*What needs to be done:*
Give only the number of lines in the records that include the string "covered".

*Supplied records:*
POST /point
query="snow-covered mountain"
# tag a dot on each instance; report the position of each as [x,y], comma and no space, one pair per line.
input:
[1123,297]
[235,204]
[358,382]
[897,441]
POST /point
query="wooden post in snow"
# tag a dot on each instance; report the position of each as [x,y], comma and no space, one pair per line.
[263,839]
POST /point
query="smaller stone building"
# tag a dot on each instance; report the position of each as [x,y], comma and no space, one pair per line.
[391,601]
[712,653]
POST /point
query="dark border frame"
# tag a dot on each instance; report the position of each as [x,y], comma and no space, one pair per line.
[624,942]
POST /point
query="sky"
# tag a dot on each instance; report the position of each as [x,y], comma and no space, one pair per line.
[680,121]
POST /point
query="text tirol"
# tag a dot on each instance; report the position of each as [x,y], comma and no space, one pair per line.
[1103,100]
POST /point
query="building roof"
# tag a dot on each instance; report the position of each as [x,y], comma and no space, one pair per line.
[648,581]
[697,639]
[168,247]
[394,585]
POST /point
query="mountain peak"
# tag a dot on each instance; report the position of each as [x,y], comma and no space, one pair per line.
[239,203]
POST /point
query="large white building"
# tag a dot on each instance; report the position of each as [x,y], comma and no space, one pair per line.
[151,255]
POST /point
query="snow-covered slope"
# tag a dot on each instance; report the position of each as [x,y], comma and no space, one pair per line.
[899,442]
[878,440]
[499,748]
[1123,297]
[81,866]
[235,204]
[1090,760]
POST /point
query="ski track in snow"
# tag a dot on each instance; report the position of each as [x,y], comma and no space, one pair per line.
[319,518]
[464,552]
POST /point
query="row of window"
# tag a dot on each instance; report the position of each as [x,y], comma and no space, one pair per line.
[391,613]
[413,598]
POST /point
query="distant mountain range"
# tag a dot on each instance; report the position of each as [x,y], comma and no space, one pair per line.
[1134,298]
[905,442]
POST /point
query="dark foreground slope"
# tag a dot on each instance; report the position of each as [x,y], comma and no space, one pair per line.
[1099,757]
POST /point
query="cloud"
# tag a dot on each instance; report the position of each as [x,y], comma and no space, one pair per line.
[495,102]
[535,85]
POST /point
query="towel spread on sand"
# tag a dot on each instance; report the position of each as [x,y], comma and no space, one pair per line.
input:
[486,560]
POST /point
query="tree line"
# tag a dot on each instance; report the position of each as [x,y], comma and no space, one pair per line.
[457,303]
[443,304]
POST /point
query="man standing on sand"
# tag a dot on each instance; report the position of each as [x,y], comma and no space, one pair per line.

*Result:*
2